Quote every one of the lines below word for word, but leave the pictures out.

--- start of STORED ROWS ---

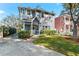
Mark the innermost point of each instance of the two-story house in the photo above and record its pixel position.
(35, 19)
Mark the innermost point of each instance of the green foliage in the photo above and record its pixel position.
(59, 44)
(24, 34)
(48, 32)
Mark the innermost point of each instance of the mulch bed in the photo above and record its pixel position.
(71, 38)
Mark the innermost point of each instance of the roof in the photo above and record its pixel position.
(37, 9)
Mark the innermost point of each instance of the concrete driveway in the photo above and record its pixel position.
(13, 47)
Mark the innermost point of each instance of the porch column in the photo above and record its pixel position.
(39, 28)
(23, 25)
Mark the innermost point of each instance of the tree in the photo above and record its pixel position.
(12, 21)
(73, 11)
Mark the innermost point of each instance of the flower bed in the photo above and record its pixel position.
(60, 44)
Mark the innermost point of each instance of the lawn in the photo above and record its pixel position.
(59, 44)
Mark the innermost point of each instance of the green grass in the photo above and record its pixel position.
(58, 43)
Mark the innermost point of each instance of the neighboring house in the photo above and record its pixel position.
(35, 19)
(64, 24)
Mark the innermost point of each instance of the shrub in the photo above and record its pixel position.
(48, 32)
(59, 44)
(24, 34)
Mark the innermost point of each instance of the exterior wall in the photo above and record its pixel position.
(59, 24)
(45, 19)
(78, 30)
(63, 24)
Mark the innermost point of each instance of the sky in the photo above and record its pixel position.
(12, 8)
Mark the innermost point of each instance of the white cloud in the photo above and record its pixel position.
(2, 11)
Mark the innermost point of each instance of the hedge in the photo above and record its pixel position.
(48, 32)
(59, 44)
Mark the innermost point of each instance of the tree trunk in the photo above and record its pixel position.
(75, 31)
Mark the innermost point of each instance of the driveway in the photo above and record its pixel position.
(17, 47)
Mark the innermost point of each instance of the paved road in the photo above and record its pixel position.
(22, 48)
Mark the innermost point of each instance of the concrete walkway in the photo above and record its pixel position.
(16, 47)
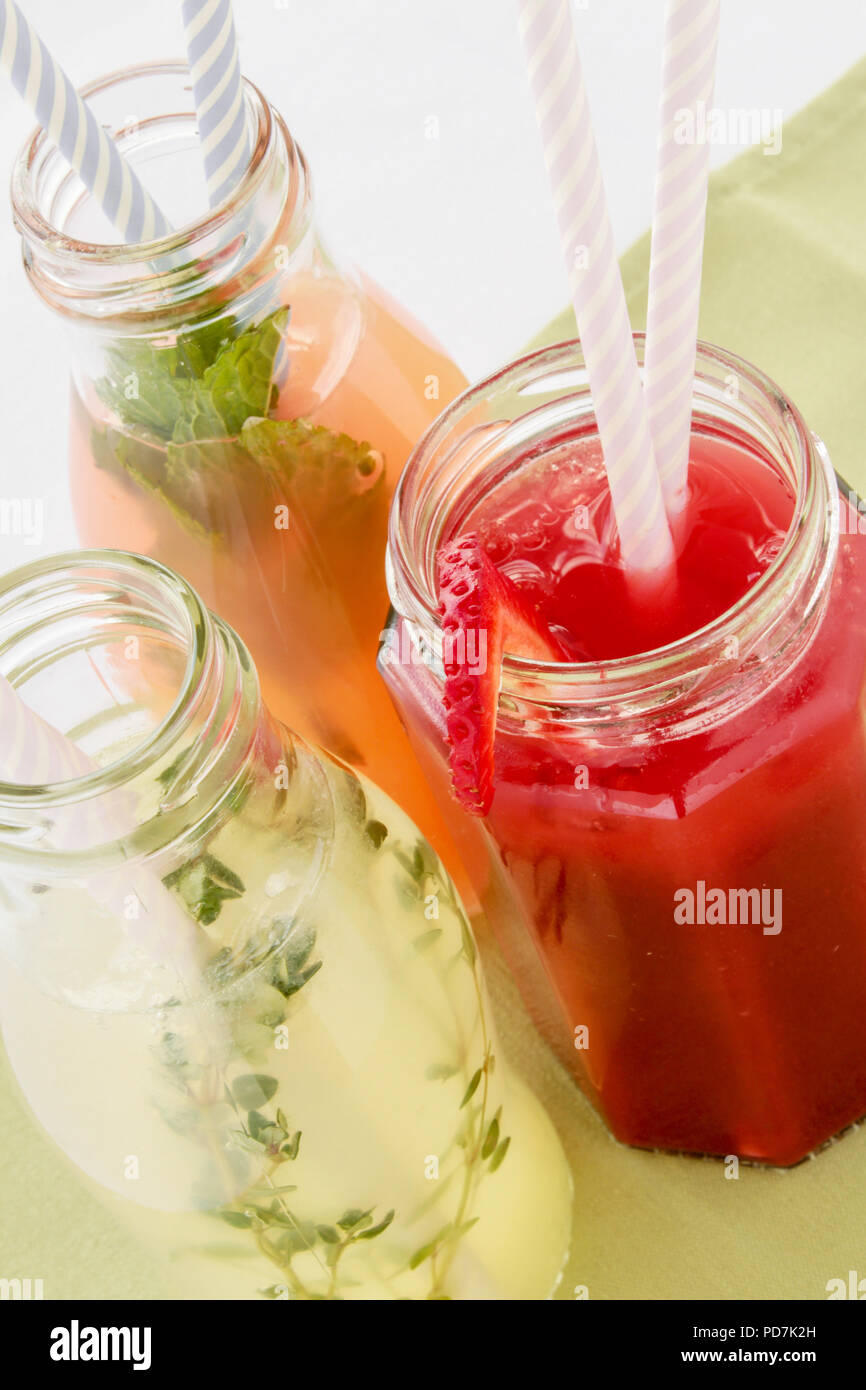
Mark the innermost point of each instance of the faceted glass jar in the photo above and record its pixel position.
(241, 405)
(239, 988)
(730, 762)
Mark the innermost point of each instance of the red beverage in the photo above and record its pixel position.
(684, 836)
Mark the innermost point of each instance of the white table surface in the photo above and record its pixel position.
(459, 228)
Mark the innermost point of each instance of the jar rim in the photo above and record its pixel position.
(413, 594)
(188, 257)
(123, 567)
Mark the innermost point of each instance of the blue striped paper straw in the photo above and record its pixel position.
(75, 131)
(211, 49)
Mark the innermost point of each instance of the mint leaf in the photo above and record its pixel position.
(237, 387)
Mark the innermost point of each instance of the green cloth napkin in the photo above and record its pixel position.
(784, 285)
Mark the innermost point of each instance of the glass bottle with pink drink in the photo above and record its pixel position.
(672, 798)
(241, 405)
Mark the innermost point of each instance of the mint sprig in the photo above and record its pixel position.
(193, 423)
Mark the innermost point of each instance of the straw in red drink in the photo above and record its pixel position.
(597, 285)
(691, 31)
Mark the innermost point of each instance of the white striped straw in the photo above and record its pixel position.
(599, 300)
(691, 34)
(32, 754)
(75, 131)
(211, 49)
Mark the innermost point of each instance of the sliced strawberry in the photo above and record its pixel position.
(483, 615)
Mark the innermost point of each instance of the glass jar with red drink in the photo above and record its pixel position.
(676, 833)
(241, 403)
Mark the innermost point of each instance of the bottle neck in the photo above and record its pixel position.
(230, 253)
(544, 401)
(118, 655)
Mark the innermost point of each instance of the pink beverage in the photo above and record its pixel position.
(677, 795)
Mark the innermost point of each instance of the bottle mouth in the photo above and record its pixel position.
(542, 399)
(150, 114)
(154, 697)
(57, 613)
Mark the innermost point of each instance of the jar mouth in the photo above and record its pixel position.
(50, 594)
(558, 377)
(192, 255)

--- end of STORED ROWS ---

● **WORKED ANSWER**
Mark the innermost point of each instance of the two-story house in the photo above and record its pixel position.
(35, 19)
Mark the innermost point of each instance of the green foliage in the photo above and record its pixel position.
(59, 44)
(24, 34)
(48, 32)
Mark the innermost point of each instance of the mulch bed in the photo above and record its pixel position.
(71, 38)
Mark the innermost point of each instance of the roof in the photo above and record its pixel position.
(37, 9)
Mark the innermost point of each instance of the concrete driveway in the photo above and record its pixel position.
(13, 47)
Mark the innermost point of each instance of the porch column in the photo above and record its pixel position.
(39, 28)
(23, 25)
Mark the innermost point of each instance of the tree in the photo above and record its pixel position.
(12, 21)
(73, 11)
Mark the innermost point of each instance of the flower bed in the photo above and record its pixel position.
(60, 44)
Mark the innermost point of each instance of the lawn in the photo above and record its pixel position.
(59, 44)
Mark the innermost point of each instance of the green grass in the photo above and record its pixel position.
(58, 43)
Mark the innermost point of each instance of the neighboring house in the photo above and record its pixel position.
(35, 19)
(64, 24)
Mark the innermost point of each instance of the shrub in the photo above and record its pixel position.
(48, 32)
(59, 44)
(24, 34)
Mark the innermost point of each instance of the exterior wall in the photo above and record its pixel position.
(59, 24)
(45, 19)
(78, 30)
(63, 24)
Mark the innermost point of each instance of the sky in the photo above and record its pixel position.
(12, 8)
Mark the innermost point of each instance of the white cloud in the photo above and record its pixel position.
(2, 11)
Mark the innermost point of each instance of the hedge in the photo above and record its pixel position.
(48, 32)
(59, 44)
Mark the innermost point of each instance of the tree trunk in the photo above and record its pixel position.
(75, 31)
Mark the innermost point of each instance of the driveway in the photo above and record its pixel position.
(17, 47)
Mark the innermost point of each instance of the paved road in the photo above and record its pixel position.
(22, 48)
Mark the innermost point of each instance of the concrete walkway in the photo above and record its pixel position.
(16, 47)
Mark the innermost point of each instance of the faceted glass jar in the photo above and record its pixel position.
(241, 405)
(239, 988)
(730, 762)
Mark the innermost point of each instance of the red beverage in the photo above and record its pixel position.
(684, 836)
Mark the innermost point of each instance of the white table surface in the photo above and record its pixel position.
(459, 228)
Mark the innermost point of each instance of the jar rim in the photo above and record its pixel position.
(413, 594)
(188, 257)
(123, 567)
Mark the innermost point of each instance of the blue striped paper straw in the photo above and record its pixel position.
(75, 131)
(211, 49)
Mark the innermost point of each instance of the mint leaf in the photo above and record its pixel position.
(237, 387)
Mark the innermost point of each instance of the green cloth napkin in the photo above and record its pixel position.
(784, 285)
Mark the innermost point of each instance of the glass bottle with pink drink in the photo above and record its pixel position.
(672, 798)
(241, 405)
Mark the innermost point of each instance of the mint sprig in the photo above and record its pixel position.
(193, 423)
Mark the innermost point of each instance of the straw in red drink in the photo above and record its pixel position.
(597, 285)
(691, 31)
Mark the innermost point of each instance of the white striped straw in the photo above and record its pixel position.
(599, 300)
(691, 34)
(32, 754)
(75, 131)
(211, 49)
Mark the innermost point of each instance of the sliced strawberry in the photo above and record its pixel position.
(483, 615)
Mark the innermost point of each instance of the glass jar with red drink in the photo above and record its pixel position.
(676, 833)
(241, 403)
Mark the innermost point of each instance of the bottle neck in the photo above and record its pixel position.
(230, 253)
(544, 401)
(118, 655)
Mark the innermost point of each instance of the pink beverage in the photo above and record its pixel position.
(677, 795)
Mark the innermost point of each instance of the bottle mouth in the photo above and record its pixel position.
(542, 399)
(150, 114)
(154, 697)
(57, 613)
Mark the innermost point of each instance of the jar mouth in the photo above and record its pixel position.
(50, 594)
(558, 377)
(192, 255)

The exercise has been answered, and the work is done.